→ Exercise brief
The records are to be repeated in full, with the images removed.

Image point grounding data:
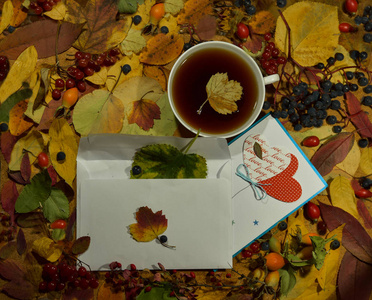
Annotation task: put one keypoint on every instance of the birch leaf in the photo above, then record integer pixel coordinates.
(62, 139)
(223, 93)
(314, 36)
(20, 71)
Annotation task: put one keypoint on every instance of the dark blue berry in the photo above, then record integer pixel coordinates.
(331, 120)
(164, 29)
(337, 129)
(367, 100)
(3, 127)
(339, 56)
(61, 156)
(126, 69)
(363, 81)
(367, 37)
(265, 246)
(163, 239)
(362, 143)
(136, 170)
(281, 3)
(266, 105)
(368, 89)
(282, 226)
(335, 244)
(137, 19)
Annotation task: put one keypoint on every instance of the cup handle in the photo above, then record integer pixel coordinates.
(271, 79)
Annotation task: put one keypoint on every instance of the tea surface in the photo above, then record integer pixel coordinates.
(189, 90)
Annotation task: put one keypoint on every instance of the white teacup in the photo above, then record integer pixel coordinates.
(217, 56)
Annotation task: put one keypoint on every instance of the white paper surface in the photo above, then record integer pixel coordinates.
(252, 217)
(198, 210)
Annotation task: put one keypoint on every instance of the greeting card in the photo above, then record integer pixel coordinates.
(272, 179)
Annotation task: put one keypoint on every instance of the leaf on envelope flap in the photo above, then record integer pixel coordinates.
(166, 161)
(149, 225)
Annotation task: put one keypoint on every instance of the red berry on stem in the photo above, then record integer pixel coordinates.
(311, 141)
(312, 211)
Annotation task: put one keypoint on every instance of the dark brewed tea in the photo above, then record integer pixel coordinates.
(189, 90)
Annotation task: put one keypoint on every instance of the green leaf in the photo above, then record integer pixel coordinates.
(287, 280)
(127, 6)
(35, 193)
(56, 206)
(156, 293)
(58, 234)
(81, 245)
(11, 101)
(166, 161)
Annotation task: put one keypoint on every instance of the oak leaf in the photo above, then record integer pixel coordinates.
(194, 10)
(314, 35)
(149, 225)
(62, 139)
(162, 49)
(143, 113)
(223, 93)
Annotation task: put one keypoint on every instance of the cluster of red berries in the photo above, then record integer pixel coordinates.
(40, 6)
(4, 67)
(270, 59)
(58, 277)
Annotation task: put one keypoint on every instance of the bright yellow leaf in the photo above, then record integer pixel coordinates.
(314, 35)
(62, 139)
(32, 143)
(366, 160)
(47, 248)
(342, 195)
(6, 15)
(20, 71)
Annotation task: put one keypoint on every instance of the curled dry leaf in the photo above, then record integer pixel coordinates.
(222, 94)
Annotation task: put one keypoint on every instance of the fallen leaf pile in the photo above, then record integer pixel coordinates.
(119, 55)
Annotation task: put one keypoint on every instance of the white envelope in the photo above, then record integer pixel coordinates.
(198, 210)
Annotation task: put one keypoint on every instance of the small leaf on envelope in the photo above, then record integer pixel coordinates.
(149, 225)
(222, 94)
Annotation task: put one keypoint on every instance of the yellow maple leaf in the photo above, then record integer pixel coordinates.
(47, 248)
(314, 35)
(62, 139)
(222, 94)
(6, 15)
(20, 71)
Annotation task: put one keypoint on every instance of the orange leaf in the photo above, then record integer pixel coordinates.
(143, 113)
(149, 225)
(17, 122)
(194, 10)
(19, 14)
(262, 22)
(162, 49)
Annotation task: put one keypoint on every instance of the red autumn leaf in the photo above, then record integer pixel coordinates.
(143, 113)
(354, 278)
(354, 237)
(7, 143)
(149, 225)
(206, 28)
(364, 213)
(21, 242)
(42, 34)
(9, 196)
(26, 168)
(332, 152)
(359, 117)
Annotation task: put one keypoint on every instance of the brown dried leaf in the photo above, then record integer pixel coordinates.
(42, 34)
(162, 49)
(194, 10)
(354, 237)
(332, 152)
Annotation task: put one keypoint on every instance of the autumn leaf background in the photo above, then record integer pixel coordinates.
(128, 95)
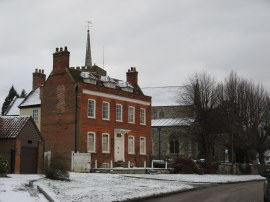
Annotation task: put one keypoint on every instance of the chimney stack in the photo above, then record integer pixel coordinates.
(39, 78)
(60, 60)
(132, 76)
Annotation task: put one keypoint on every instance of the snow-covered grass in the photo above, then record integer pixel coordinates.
(15, 188)
(106, 187)
(111, 187)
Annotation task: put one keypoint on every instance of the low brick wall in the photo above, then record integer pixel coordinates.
(238, 169)
(130, 170)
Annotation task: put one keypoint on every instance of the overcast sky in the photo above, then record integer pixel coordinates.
(166, 40)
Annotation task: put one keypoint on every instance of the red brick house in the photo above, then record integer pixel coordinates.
(84, 110)
(21, 144)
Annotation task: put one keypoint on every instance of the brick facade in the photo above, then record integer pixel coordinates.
(65, 123)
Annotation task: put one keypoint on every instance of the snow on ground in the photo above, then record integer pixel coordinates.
(112, 187)
(106, 187)
(16, 188)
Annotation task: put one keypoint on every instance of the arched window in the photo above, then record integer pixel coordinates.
(161, 114)
(174, 146)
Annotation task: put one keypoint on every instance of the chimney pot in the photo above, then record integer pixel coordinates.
(60, 60)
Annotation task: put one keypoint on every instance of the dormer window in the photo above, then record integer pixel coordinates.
(161, 114)
(125, 86)
(88, 78)
(108, 82)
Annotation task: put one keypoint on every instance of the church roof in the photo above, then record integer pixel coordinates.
(164, 96)
(171, 122)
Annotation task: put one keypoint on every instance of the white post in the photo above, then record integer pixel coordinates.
(72, 160)
(95, 163)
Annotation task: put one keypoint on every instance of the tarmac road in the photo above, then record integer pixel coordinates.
(239, 192)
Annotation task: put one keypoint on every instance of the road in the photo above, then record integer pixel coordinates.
(240, 192)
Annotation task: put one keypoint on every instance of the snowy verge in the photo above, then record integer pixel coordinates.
(111, 187)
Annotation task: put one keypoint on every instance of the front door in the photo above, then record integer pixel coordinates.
(119, 147)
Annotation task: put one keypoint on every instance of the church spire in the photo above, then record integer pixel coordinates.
(88, 57)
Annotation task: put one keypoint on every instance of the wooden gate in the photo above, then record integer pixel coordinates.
(28, 160)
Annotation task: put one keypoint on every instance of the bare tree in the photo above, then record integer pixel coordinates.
(201, 92)
(246, 108)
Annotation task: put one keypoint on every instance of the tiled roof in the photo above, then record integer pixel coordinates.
(11, 126)
(13, 109)
(164, 96)
(77, 77)
(171, 122)
(32, 99)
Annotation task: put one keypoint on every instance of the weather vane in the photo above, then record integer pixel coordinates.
(88, 24)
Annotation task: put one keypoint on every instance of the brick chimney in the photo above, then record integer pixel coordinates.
(60, 60)
(39, 78)
(132, 76)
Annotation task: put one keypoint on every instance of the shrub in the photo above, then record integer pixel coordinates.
(57, 169)
(208, 168)
(3, 167)
(185, 165)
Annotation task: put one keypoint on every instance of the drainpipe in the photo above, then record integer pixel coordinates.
(159, 129)
(76, 114)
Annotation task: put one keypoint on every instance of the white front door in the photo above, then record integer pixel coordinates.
(119, 147)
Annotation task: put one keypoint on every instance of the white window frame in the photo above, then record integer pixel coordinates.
(142, 116)
(94, 108)
(108, 146)
(142, 145)
(131, 145)
(131, 117)
(108, 111)
(117, 113)
(35, 115)
(93, 150)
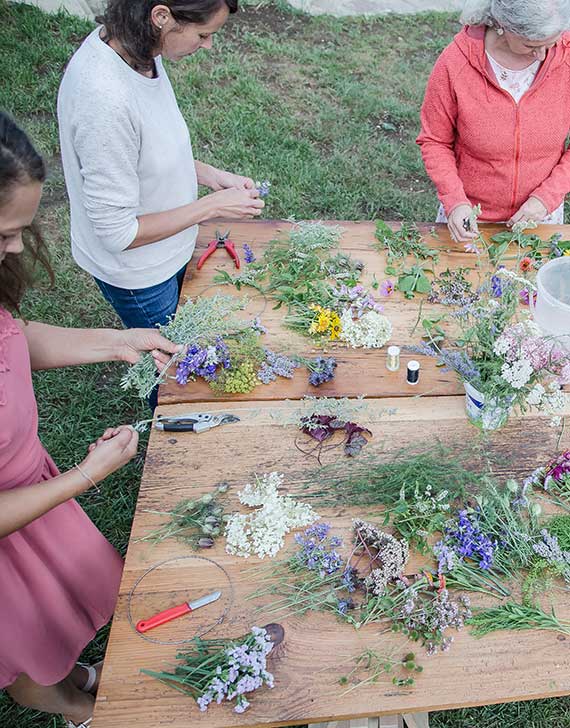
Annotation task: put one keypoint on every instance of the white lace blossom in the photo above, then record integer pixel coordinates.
(263, 531)
(371, 330)
(517, 373)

→ Answer to this task
Annotation task: put one keypoint on every instance of the birch leaf in the photo above, then record integer pixel coordinates.
(62, 139)
(223, 93)
(314, 36)
(20, 71)
Annotation task: put one keypoint on every instance of the dark blue berry in the photo above, then record integer pixel coordinates.
(331, 120)
(164, 29)
(337, 129)
(367, 100)
(3, 127)
(339, 56)
(61, 156)
(126, 69)
(363, 81)
(367, 37)
(265, 246)
(163, 239)
(362, 143)
(136, 170)
(281, 3)
(266, 105)
(368, 89)
(282, 226)
(335, 244)
(137, 19)
Annotation task: put one keypoint on every instance of the cup handle in the photo above, then record integer pixel coordinates.
(271, 79)
Annotation task: put one keypoint on every instance of the tea surface in the photo above, then record integer pixel coordinates.
(189, 90)
Annotation task: put one keypoint on every instance of the white teacup in the photo above, then record integer pixel coordinates.
(217, 56)
Annotation task: put one keypoint on every instance of the white paper surface in the photo above, then record integer pixel coordinates.
(252, 217)
(198, 210)
Annotation task: put one keypoint on every instance of the greeting card in the photo above, then record integer pixel coordinates.
(272, 179)
Annotation task: put one keypoint on every instance of the leaf on envelope flap in the photo above, then record integer pixel coordinates.
(166, 161)
(149, 225)
Annotation task: put one keypoint on every instance of the red berry on stem in the photo above, then record integer pixel coordinates.
(311, 141)
(312, 211)
Annotation task: put one keypoint on every instance of the dark brewed tea in the photo above, then record integer pixel coordinates.
(189, 90)
Annotation task: put one keypoint on every instance of the green leaf in the photo above, then record integer pixel coordinates.
(287, 280)
(127, 6)
(35, 193)
(56, 206)
(156, 293)
(58, 234)
(81, 245)
(11, 101)
(166, 161)
Annotation task: put one keypoint on every instance of the oak leaf in the photo above, then record integer pixel coordinates.
(194, 10)
(314, 35)
(149, 225)
(62, 139)
(162, 49)
(143, 113)
(223, 93)
Annotation task: put one keypoint on every instance of the cluster of red berries in the photo above, then record integer pixel coordinates.
(40, 6)
(4, 67)
(270, 59)
(58, 277)
Annotation task: put one keypoint on every instance of the bright yellow leaf in the photo above, then record integer pixel coordinates.
(314, 35)
(62, 139)
(32, 143)
(366, 160)
(47, 248)
(342, 195)
(6, 15)
(20, 71)
Annotation task: put one keypoint on every instance of the curled dry leaf in the photo above, then record integer pixel coordinates.
(222, 94)
Annotation task: put one keypoint on every instance of the fallen leaf pile in the photo above, then record integer pixel coordinates.
(119, 55)
Annotation task: put one keypoint on every instance of the white envelope in the photo above, then record integer pixel coordinates.
(198, 210)
Annotation task: put one keypoint on every instance of the small leaf on envelope in the photo above, then record integer pixel coordinates.
(149, 225)
(222, 94)
Annotation task: put one keypoint on every instance of the yellow maple leaf in the photo above, then record integer pixel coordinates.
(47, 248)
(314, 35)
(62, 139)
(222, 94)
(6, 15)
(20, 71)
Annotation task: put one keypoint on every instance of the orange leaf in the photo above, then record integer pixel coordinates.
(143, 113)
(149, 225)
(17, 122)
(194, 10)
(19, 14)
(262, 22)
(162, 49)
Annotation task: put one keypoint on every instance of the red autumn leaf in the photo above, then record integer pixel coordinates.
(143, 113)
(354, 278)
(354, 237)
(7, 143)
(149, 225)
(206, 28)
(364, 213)
(21, 242)
(42, 34)
(9, 196)
(26, 168)
(332, 152)
(359, 117)
Annotation task: put one keypoint on every instance of the brown dried leaf in the photo above, then record integer pixel coordinates.
(42, 34)
(162, 49)
(194, 10)
(354, 237)
(332, 152)
Annotation task: put one keypoint on every instance of the autumn leaf background in the photo above, then record integer pixel coordinates.
(128, 95)
Annotation task: put one keypoint on every instance of the chimney stack in the photo above, then record integer pixel coordinates.
(39, 78)
(60, 60)
(132, 76)
Annotation task: put one keypoint on every instance of the snow-covered grass in the photo above, then record integer pixel coordinates.
(15, 188)
(106, 187)
(111, 187)
Annotation task: put one keypoint on every instance of the low brick wall in the photo above, then record integer pixel coordinates.
(238, 169)
(130, 170)
Annotation task: put one keypoint on every instance of the overcast sky in the photo above, then record integer pixel coordinates.
(166, 40)
Annotation task: put one keypoint on every instance of the red brick house in the photo above, then record integer pixel coordinates.
(84, 110)
(21, 144)
Annotation task: put one keypoint on every instance of the brick facade in the photo above, then record integer pixel coordinates.
(65, 123)
Annotation task: put one keypoint on every instance of the snow on ground in the photo above, then record integer pixel coordinates.
(112, 187)
(106, 187)
(16, 188)
Annotation task: put one keypoint on every instance of the arched window in the photo above, then record integer pixel coordinates.
(161, 114)
(174, 146)
Annotation task: put one keypoint on every instance of the chimney pot in the photo above, then record integer pixel coordinates.
(60, 60)
Annotation task: put one keypoint on every instance of the dormer window in the photo above, then record integer pixel coordinates.
(161, 114)
(125, 86)
(88, 78)
(108, 82)
Annotation task: put one keypoint on every instance of the church roof in the photo above, then record integer pixel coordinates.
(164, 96)
(171, 122)
Annotation task: put one keypoint on every instance of the white post in the photo above, then record integer pixel coordinates.
(72, 160)
(95, 163)
Annotation task: put one keypoint on every instance of the tarmac road in the photo above, then record integer pixel coordinates.
(239, 192)
Annotation task: put one keypoint on every instance of the road in the photo above, then record integer pixel coordinates.
(240, 192)
Annotation task: put one keypoint on every instance of the snowy verge in the photo above, then record integer pixel coordinates.
(111, 187)
Annotation task: put one keypoint on every instance of the front door in the photo above, then record integer pixel coordinates.
(119, 147)
Annotation task: put one keypoint on every instance of the church spire in the photo above, then record integer pixel coordinates.
(88, 57)
Annotation task: put one keypoint on every instance of the wooden gate in the photo above, then record integer pixel coordinates.
(28, 160)
Annotation task: put one keypoint on every instance of the bare tree in the photo above, then record integer pixel coordinates.
(201, 92)
(246, 108)
Annotation task: put one keypoint on every instance of the tiled roof in the photo above, then record integer pixel coordinates.
(11, 126)
(13, 109)
(164, 96)
(77, 77)
(171, 122)
(32, 99)
Annotation task: put one keypoint on every instance of the weather vane in the photo above, then record integer pixel coordinates.
(88, 24)
Annotation task: put one keypoint on every instance of the brick chimney in the photo above, then record integer pixel coordinates.
(60, 60)
(39, 78)
(132, 76)
Annotation task: put one keypoint on every instance of the shrub in the photo above, then record integer pixel coordinates.
(57, 169)
(208, 168)
(3, 167)
(185, 165)
Annotation task: put one keypoint on every instance of the drainpipe in the photo above, then record integer pixel coordinates.
(159, 129)
(76, 114)
Annotation task: put one keypoint on every instance of the white front door in the photo above, then record integer pixel coordinates.
(119, 147)
Annotation task: put one keypoint on every instance of the white window frame in the photo above, then record integer pixel coordinates.
(142, 116)
(94, 108)
(108, 146)
(142, 145)
(131, 145)
(131, 117)
(108, 111)
(117, 113)
(35, 115)
(93, 150)
Annotation task: put one keypoint on every instance of the white lace blossom in the photo above, then record integer pixel coordinates.
(263, 531)
(371, 330)
(517, 373)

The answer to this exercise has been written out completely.